• Exercise goal
Starting at the line with "TARGET: picture frame", transcribe each line through the final one, both included, and add nothing.

##### Entries provided

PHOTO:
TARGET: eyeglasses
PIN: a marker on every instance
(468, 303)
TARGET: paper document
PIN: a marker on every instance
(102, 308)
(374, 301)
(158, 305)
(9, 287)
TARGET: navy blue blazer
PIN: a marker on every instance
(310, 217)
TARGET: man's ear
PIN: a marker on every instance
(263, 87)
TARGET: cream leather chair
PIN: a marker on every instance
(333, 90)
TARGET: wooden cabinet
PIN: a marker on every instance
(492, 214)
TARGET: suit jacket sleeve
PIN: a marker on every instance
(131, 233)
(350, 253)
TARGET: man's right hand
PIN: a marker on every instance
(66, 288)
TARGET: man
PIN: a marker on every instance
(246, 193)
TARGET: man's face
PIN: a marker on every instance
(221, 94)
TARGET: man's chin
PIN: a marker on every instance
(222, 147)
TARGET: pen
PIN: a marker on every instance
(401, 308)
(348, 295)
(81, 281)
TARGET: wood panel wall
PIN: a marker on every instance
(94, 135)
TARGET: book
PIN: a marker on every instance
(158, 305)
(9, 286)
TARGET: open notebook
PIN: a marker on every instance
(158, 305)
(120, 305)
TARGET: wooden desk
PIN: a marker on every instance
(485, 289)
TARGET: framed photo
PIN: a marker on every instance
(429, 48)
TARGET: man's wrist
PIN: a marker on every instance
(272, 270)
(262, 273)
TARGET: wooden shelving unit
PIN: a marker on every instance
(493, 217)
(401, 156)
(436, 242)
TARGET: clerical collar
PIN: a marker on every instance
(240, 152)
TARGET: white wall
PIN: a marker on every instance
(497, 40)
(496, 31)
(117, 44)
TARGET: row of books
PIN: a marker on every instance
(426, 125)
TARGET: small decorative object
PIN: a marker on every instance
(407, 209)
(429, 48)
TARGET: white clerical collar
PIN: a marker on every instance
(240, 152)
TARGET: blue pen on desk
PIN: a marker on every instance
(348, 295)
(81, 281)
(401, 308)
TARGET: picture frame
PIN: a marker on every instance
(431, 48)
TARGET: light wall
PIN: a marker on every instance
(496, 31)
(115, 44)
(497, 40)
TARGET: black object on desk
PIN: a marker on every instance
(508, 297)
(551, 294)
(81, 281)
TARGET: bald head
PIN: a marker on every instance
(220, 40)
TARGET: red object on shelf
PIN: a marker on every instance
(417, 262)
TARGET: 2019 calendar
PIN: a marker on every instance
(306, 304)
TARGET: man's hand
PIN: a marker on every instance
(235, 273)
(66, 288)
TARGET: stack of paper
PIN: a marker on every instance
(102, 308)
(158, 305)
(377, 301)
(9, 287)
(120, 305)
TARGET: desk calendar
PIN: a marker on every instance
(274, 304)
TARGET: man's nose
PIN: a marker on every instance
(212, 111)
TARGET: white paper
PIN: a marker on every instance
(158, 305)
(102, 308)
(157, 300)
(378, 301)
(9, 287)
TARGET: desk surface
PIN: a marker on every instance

##########

• Correct output
TARGET: picture frame
PIN: a marker on every instance
(431, 48)
TARGET: light wall
PIN: a marker on every instance
(496, 31)
(115, 44)
(497, 40)
TARGET: black object on desk
PIN: a marker on every instance
(508, 297)
(551, 294)
(81, 281)
TARGET: bald head
PIN: a marker on every instance
(220, 40)
TARGET: red object on shelf
PIN: a marker on every instance
(417, 262)
TARGET: 2019 calendar
PIN: a marker on every instance
(306, 304)
TARGET: man's hand
PIN: a marker on every instance
(235, 273)
(66, 288)
TARGET: stack of paper
PIN: a marker on every instance
(102, 308)
(158, 305)
(377, 301)
(9, 287)
(120, 305)
TARGET: desk calendar
PIN: a marker on every instance
(274, 304)
TARGET: man's nose
PIN: a marker on every instance
(212, 111)
TARGET: white paper
PIN: a marker on every instance
(158, 305)
(102, 308)
(157, 300)
(378, 301)
(9, 287)
TARGET: desk surface
PIN: a marker on every instance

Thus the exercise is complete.